[EXTRACTED TEXT]:
__________
My daughter was given a 'handwarmer' for Christmas, comprising a plastic sachet about 3" square and filled with some form of gel. Also side is a small bit of bent metal; you bend the metal piece so it 'clicks' and bends in the opposite direction, which initiates a reaction causing the gel to solidify over a period of several minutes, giving out substantial heat. Later you bung the thing in a pan of boiling water for 20 mins to melt the solid back to a gel and reverse the reaction. Not exactly environmently friendly use of energy, but hey...
So she asked me how it worked.
"Er...."
I vaguely remember stuff from my schoolboy chemistry about seeding crystals and latent heats and so on, but I'm lost. Anybody care to explain it for her?!
The bag contains a supersaturated solution of sodium acetate. When you click the metal clicker, the shock wave produced creates some bubbles, which act as centres for crystal formation. The sodium acetate crystalises out, releasing heat.
When you heat it up again, all the sodium acetate dissolves again (absorbing heat from the water), and the pack is now ready for reusing.
The heat being released is what's termed "latent heat of crystallisation". When the molecules are in solution, they are in a highly disordered state, moving around freely. This movement is energy.
When the crystals form the molecules are constrained into an ordered state, a three dimensional pattern, in which their movement is greatly reduced. Hence the crystal has less energy than the molecules in solution. As the crystals form, this energy is released as heat.
To make the crystals dissolve you need to put in more energy than was lost during crystallisation, hence the boiling water. Once enough energy has been absorbed, the molecules are able to move around freely in the solution again.
__________
[Stored records]
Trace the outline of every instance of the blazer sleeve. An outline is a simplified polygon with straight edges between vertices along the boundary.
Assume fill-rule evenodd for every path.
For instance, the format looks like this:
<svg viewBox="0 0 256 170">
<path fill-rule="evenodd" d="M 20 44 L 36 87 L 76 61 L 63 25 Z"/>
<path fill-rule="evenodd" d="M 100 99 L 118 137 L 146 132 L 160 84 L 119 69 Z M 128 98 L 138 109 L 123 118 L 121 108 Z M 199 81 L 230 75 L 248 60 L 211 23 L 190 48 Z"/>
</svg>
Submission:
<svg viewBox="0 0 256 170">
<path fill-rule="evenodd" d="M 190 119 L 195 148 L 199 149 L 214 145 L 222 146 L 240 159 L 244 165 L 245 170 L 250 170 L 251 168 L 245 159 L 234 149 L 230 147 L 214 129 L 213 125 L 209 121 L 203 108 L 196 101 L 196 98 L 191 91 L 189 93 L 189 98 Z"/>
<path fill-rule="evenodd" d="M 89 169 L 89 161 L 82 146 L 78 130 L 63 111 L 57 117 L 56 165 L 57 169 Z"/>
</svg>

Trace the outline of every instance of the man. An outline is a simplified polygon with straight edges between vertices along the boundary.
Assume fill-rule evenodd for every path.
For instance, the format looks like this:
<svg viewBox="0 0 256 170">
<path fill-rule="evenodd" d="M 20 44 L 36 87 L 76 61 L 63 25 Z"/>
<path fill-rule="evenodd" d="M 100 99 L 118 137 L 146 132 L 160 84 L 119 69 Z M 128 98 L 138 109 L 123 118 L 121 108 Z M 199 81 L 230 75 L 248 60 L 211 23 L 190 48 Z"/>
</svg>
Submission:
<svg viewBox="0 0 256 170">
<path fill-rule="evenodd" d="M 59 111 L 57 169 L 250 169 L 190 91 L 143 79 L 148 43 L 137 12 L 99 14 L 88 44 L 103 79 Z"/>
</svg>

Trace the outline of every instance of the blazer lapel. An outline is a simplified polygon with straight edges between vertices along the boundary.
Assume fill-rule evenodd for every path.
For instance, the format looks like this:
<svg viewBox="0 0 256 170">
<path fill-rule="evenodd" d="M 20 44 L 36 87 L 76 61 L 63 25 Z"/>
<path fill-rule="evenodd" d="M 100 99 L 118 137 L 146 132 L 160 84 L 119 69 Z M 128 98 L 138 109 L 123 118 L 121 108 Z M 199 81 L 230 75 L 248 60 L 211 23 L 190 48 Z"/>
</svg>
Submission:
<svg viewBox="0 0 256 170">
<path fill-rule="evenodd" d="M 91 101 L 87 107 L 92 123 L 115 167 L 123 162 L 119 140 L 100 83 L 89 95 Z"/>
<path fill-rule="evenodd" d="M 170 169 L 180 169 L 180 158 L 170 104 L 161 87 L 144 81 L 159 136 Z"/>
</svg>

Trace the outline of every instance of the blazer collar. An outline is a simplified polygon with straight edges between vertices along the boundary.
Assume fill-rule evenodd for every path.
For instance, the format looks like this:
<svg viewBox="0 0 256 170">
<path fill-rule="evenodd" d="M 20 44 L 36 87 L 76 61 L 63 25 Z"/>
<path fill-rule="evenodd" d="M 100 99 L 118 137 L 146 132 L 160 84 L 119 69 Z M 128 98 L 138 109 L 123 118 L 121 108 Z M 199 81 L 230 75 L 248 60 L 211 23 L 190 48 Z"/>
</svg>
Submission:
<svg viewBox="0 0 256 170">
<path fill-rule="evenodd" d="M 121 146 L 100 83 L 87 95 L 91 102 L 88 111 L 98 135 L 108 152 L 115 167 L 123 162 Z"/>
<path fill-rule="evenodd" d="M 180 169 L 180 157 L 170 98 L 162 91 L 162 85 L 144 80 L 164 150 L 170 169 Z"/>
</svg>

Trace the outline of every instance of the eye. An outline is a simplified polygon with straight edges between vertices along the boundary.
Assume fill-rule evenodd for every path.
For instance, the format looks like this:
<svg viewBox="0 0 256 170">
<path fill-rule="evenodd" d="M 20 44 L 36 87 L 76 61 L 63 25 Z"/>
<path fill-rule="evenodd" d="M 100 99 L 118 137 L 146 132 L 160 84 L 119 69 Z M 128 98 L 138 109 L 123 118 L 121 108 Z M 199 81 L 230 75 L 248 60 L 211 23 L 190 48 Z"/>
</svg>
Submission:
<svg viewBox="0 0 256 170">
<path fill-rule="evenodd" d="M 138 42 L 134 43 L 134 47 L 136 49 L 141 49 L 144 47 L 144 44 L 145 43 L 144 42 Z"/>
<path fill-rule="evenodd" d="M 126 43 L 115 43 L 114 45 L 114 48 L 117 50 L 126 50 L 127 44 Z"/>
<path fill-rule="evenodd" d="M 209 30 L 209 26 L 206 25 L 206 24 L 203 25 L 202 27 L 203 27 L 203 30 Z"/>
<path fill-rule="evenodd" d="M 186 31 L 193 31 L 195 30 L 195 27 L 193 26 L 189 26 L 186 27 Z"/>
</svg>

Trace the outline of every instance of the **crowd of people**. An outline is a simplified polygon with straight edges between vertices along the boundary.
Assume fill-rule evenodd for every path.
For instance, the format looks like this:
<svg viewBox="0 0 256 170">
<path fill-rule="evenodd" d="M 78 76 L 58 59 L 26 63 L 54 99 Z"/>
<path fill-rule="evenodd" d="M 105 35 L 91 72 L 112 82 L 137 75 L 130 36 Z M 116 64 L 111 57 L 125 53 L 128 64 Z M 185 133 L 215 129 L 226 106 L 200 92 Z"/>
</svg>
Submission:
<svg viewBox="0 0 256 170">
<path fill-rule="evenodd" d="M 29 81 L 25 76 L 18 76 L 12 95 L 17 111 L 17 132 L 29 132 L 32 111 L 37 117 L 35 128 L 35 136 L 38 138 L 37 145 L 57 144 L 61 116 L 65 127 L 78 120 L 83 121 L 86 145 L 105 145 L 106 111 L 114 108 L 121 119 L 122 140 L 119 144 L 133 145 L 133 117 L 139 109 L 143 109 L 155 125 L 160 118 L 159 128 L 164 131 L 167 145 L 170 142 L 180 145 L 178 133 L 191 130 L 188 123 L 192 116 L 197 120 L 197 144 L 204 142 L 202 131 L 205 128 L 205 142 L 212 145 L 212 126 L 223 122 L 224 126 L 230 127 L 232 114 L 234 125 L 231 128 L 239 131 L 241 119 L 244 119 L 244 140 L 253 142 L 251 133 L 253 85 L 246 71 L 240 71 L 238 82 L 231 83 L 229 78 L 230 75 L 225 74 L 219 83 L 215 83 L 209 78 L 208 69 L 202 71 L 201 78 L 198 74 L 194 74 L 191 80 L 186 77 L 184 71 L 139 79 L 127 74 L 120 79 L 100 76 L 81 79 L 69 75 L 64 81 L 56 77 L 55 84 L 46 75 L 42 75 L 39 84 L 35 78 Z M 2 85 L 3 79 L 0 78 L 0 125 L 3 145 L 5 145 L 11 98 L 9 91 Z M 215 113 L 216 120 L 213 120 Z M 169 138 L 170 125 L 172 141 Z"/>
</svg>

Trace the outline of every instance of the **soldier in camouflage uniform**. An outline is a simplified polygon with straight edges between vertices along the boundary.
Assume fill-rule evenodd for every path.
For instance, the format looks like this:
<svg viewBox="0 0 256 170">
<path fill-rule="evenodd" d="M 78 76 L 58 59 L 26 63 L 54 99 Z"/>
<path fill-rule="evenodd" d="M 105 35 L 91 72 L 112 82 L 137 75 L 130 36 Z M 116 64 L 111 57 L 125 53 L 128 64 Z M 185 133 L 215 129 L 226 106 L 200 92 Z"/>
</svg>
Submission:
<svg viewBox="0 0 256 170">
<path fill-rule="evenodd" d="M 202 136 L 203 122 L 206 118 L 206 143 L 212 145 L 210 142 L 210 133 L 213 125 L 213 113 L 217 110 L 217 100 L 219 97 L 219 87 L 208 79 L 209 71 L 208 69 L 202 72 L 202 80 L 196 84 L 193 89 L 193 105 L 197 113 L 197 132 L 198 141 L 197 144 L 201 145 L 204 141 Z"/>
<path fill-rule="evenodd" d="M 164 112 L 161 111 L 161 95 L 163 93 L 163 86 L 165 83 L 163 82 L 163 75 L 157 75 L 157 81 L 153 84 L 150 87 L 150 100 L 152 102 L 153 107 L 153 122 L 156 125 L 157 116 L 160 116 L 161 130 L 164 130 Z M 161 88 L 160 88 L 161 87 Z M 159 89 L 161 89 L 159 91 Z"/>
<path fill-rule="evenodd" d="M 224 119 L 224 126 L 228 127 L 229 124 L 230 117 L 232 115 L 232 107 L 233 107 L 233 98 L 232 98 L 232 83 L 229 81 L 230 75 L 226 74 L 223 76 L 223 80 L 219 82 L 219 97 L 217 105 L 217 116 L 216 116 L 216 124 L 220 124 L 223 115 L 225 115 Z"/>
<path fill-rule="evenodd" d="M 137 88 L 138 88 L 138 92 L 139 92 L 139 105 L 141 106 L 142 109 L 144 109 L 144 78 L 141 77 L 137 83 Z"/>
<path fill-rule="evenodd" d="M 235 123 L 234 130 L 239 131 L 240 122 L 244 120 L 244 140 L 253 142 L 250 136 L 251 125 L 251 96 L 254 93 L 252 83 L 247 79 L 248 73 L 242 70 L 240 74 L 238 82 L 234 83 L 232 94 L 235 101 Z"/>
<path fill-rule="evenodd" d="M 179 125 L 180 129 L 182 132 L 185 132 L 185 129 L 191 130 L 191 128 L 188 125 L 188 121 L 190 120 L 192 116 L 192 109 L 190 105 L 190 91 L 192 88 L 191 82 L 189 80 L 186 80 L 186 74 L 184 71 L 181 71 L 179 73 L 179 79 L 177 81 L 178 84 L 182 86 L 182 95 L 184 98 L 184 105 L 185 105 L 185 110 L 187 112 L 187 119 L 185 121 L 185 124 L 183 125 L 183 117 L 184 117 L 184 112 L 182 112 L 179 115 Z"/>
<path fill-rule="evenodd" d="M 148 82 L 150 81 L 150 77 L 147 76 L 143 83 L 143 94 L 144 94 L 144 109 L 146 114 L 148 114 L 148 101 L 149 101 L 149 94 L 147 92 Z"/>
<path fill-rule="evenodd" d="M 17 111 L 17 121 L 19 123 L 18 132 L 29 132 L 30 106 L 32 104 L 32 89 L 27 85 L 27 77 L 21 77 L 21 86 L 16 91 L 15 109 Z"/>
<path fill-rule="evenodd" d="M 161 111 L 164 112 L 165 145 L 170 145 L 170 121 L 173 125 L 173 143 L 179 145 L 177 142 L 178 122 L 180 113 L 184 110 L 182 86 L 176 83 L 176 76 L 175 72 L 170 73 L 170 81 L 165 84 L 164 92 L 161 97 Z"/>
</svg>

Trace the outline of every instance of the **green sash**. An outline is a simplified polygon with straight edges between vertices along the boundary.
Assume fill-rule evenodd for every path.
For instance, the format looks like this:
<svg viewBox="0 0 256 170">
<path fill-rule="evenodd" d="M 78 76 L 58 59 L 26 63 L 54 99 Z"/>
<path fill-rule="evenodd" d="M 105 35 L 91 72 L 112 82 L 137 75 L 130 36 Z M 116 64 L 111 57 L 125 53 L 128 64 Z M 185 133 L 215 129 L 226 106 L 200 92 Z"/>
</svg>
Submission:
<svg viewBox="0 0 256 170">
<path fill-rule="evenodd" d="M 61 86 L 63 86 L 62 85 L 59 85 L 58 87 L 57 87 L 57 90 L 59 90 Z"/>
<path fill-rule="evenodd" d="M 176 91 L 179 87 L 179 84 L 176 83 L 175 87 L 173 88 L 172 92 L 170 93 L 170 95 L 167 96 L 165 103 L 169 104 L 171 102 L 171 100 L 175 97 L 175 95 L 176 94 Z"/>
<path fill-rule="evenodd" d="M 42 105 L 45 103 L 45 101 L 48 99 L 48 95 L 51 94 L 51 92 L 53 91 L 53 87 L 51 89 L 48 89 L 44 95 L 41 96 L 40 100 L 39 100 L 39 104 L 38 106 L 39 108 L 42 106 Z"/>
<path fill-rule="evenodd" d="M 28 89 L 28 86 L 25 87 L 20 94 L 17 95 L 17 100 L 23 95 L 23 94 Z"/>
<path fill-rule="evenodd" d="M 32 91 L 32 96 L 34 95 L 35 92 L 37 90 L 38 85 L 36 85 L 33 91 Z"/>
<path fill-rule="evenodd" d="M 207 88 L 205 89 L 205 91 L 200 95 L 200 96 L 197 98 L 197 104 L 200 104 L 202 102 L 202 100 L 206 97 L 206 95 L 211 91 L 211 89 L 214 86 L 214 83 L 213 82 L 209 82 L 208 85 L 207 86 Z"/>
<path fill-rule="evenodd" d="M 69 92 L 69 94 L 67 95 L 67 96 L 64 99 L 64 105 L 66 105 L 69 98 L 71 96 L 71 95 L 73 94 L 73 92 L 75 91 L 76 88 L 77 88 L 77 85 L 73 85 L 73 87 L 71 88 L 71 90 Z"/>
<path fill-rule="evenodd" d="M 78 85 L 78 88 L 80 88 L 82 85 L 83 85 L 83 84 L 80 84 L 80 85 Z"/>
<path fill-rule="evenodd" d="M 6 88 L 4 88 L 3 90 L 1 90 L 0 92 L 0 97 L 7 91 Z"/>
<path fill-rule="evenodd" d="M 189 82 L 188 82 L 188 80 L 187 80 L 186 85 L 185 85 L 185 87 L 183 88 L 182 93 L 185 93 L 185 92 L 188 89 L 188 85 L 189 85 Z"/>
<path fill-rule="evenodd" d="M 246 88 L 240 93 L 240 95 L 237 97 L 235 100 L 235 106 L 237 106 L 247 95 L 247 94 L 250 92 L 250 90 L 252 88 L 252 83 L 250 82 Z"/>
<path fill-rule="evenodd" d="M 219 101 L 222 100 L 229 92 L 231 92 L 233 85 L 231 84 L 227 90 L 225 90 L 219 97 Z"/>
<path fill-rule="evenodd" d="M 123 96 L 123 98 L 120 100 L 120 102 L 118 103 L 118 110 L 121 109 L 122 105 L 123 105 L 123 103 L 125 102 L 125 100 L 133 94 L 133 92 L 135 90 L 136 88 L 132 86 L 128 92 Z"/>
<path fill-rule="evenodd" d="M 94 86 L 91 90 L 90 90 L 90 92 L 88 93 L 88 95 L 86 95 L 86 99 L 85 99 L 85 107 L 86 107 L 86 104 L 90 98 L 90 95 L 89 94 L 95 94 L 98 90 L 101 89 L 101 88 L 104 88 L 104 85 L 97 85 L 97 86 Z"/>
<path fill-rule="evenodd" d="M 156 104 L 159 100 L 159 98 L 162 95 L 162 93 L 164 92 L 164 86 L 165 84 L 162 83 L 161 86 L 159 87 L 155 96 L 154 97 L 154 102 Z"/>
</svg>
__________
[DIRECTIONS]:
**A)** Summarize the handwarmer text in two sentences.
**B)** According to the handwarmer text, what does the bag contain?
**C)** Retype the part of the handwarmer text starting at "When you heat" and ending at "the solution again.".
The listing is separate material and is not part of the handwarmer text.

[RESULTS OF THE TASKS]:
**A)** The handwarmer is a plastic sachet of gel that solidifies and gives out heat when a small metal piece inside is clicked, and it is reset by boiling it in water for 20 minutes. The gel is a supersaturated sodium acetate solution: the click creates bubbles that seed crystals, and heat is released because the ordered molecules in the crystals have less energy than the freely moving molecules in solution.

**B)** A supersaturated solution of sodium acetate.

**C)**
When you heat it up again, all the sodium acetate dissolves again (absorbing heat from the water), and the pack is now ready for reusing.
The heat being released is what's termed "latent heat of crystallisation". When the molecules are in solution, they are in a highly disordered state, moving around freely. This movement is energy.
When the crystals form the molecules are constrained into an ordered state, a three dimensional pattern, in which their movement is greatly reduced. Hence the crystal has less energy than the molecules in solution. As the crystals form, this energy is released as heat.
To make the crystals dissolve you need to put in more energy than was lost during crystallisation, hence the boiling water. Once enough energy has been absorbed, the molecules are able to move around freely in the solution again.